**TASK STATEMENT**
Put every line of the items below into a JSON list of strings, one string per line, skipping blank lines. Leave the pictures out.

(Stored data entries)
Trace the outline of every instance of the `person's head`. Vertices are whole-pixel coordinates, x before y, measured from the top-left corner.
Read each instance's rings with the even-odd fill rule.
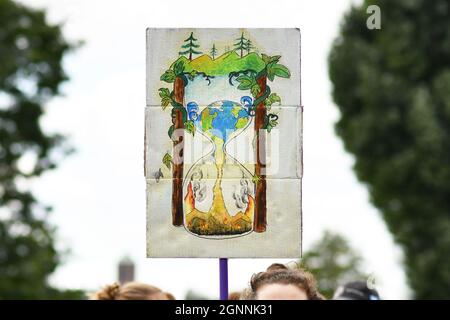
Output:
[[[93,300],[175,300],[170,293],[154,286],[129,282],[124,285],[114,283],[104,287],[92,296]]]
[[[378,291],[369,288],[366,281],[353,281],[339,287],[333,300],[380,300]]]
[[[241,296],[242,296],[242,292],[238,292],[238,291],[231,292],[228,295],[228,300],[241,300]]]
[[[303,269],[273,264],[250,280],[249,296],[255,300],[323,300],[313,275]]]

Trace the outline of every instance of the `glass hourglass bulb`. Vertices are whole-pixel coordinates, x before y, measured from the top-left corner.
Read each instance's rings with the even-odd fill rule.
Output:
[[[212,145],[188,170],[184,184],[184,226],[194,235],[229,238],[252,231],[254,183],[251,168],[230,154],[227,146],[250,127],[252,99],[220,100],[199,110],[187,104],[189,120]]]

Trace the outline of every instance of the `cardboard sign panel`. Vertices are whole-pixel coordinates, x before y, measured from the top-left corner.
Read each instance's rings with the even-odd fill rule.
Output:
[[[148,29],[148,257],[298,258],[298,29]]]

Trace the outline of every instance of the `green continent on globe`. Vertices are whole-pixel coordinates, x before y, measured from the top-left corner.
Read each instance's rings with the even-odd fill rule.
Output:
[[[212,121],[214,120],[215,117],[217,117],[217,113],[211,114],[209,108],[205,108],[205,110],[202,111],[201,122],[203,132],[207,132],[213,128]]]

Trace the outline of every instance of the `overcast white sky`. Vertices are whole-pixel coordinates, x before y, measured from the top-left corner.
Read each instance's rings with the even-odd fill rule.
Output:
[[[54,207],[51,220],[60,248],[71,250],[52,283],[98,289],[116,280],[117,262],[129,255],[139,281],[178,299],[190,288],[218,296],[217,259],[145,258],[145,29],[300,27],[304,249],[325,229],[340,232],[363,255],[384,297],[408,297],[401,252],[333,129],[339,114],[331,100],[327,54],[344,12],[360,1],[21,2],[47,9],[51,22],[64,23],[69,39],[86,42],[65,60],[71,81],[63,87],[64,96],[49,103],[43,119],[49,132],[67,134],[77,152],[33,183],[39,199]],[[231,260],[230,289],[244,288],[252,273],[272,262]]]

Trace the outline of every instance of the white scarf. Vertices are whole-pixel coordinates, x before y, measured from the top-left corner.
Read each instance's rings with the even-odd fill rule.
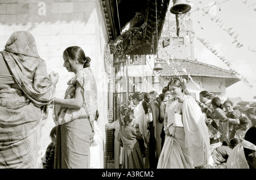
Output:
[[[249,169],[243,148],[256,151],[256,146],[254,144],[243,140],[241,143],[237,145],[229,155],[226,162],[227,169]]]

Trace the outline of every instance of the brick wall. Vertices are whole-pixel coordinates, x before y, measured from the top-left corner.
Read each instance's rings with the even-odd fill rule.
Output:
[[[104,164],[105,124],[108,121],[108,82],[104,51],[108,41],[104,15],[97,0],[1,0],[0,1],[0,49],[16,31],[28,31],[34,36],[39,56],[49,73],[57,72],[60,79],[56,97],[64,97],[67,82],[74,74],[63,68],[63,52],[69,46],[79,45],[92,59],[91,67],[98,87],[98,123],[104,141],[101,167]],[[42,133],[42,154],[50,143],[55,125],[52,112],[44,122]]]

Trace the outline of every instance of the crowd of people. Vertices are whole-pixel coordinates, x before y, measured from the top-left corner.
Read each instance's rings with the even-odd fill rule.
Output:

**ANSWER FOR THE TASK**
[
  "Trace the outline of every instance of the `person's head`. Vertices are whole-pixel coordinates, x before y, measured from the top-left corner.",
  "Read each instance's rings with the even-odd fill rule.",
  "Output:",
  "[[[93,300],[175,300],[170,293],[154,286],[129,282],[124,285],[114,283],[104,287],[92,296]]]",
  "[[[378,291],[369,288],[366,281],[353,281],[339,287],[333,300],[380,300]]]",
  "[[[241,296],[242,296],[242,292],[238,292],[238,291],[231,292],[228,295],[228,300],[241,300]]]",
  "[[[303,269],[273,264],[250,280],[249,296],[255,300],[323,300],[313,275]]]",
  "Trace the outline of every instance of the `glass hourglass bulb`. Vertices are whole-pixel coordinates, x before y, measured from the top-left corner.",
  "Read each instance's rings with the even-odd fill rule.",
  "Output:",
  "[[[212,145],[188,170],[184,184],[184,226],[194,235],[229,238],[252,231],[254,183],[251,168],[230,154],[227,146],[250,127],[252,99],[220,100],[199,110],[187,104],[189,120]]]",
  "Trace the outline of every instance of the `cardboard sign panel`. Vertices are whole-pixel coordinates, x before y, measured from the top-left corner.",
  "Read each instance's rings with the even-odd fill rule.",
  "Output:",
  "[[[148,29],[148,257],[298,258],[298,29]]]",
  "Trace the outline of every instance of the `green continent on globe`. Vertices are whole-pixel coordinates, x before y, measured from the top-left corner.",
  "Read each instance's rings with the even-odd fill rule.",
  "Output:",
  "[[[212,121],[214,120],[215,117],[217,117],[217,113],[211,114],[209,108],[205,108],[205,110],[202,111],[201,122],[203,132],[207,132],[213,128]]]",
  "Trace the outline of every instance of the `overcast white sky`. Vertices are whole-pixel coordinates, x before y, measured from the top-left corner.",
  "Read each instance's rings with the even-odd fill rule.",
  "Output:",
  "[[[54,207],[51,220],[60,248],[71,250],[52,283],[98,289],[116,280],[117,262],[129,255],[139,281],[178,299],[190,288],[218,296],[217,259],[145,258],[145,29],[300,27],[304,249],[325,229],[340,232],[363,255],[384,297],[408,297],[401,252],[333,129],[339,114],[331,100],[327,54],[344,12],[360,1],[21,2],[47,9],[51,22],[64,23],[69,39],[86,42],[65,60],[71,81],[63,87],[64,96],[49,103],[43,119],[49,132],[67,134],[77,152],[33,183],[39,199]],[[231,260],[230,289],[244,288],[252,273],[272,262]]]",
  "Trace the outline of every instance of the white scarf. Vertices are whole-pixel coordinates, x before y, measured from the top-left corner.",
  "Read each instance's rings with the even-odd fill rule.",
  "Output:",
  "[[[249,169],[243,148],[256,151],[256,146],[254,144],[243,140],[241,143],[237,145],[229,155],[226,162],[227,169]]]",
  "Trace the outline of every instance of the brick wall. Vertices are whole-pixel coordinates, x before y, measured from the top-left corner.",
  "Read each instance's rings with the even-odd fill rule.",
  "Output:",
  "[[[104,164],[105,124],[108,121],[108,82],[104,51],[108,41],[104,15],[97,0],[1,0],[0,1],[0,49],[16,31],[28,31],[34,36],[39,56],[49,73],[57,72],[60,79],[56,97],[64,97],[67,82],[74,74],[63,68],[63,52],[69,46],[79,45],[92,59],[91,67],[98,87],[98,123],[104,141],[101,167]],[[42,133],[42,154],[50,143],[55,125],[52,112],[44,122]]]",
  "Trace the outline of every instance of the crowd of people. Vertices are whole-pixel coordinates, x before y, measured from the top-left corner.",
  "Read each instance's rings with the even-odd fill rule.",
  "Output:"
]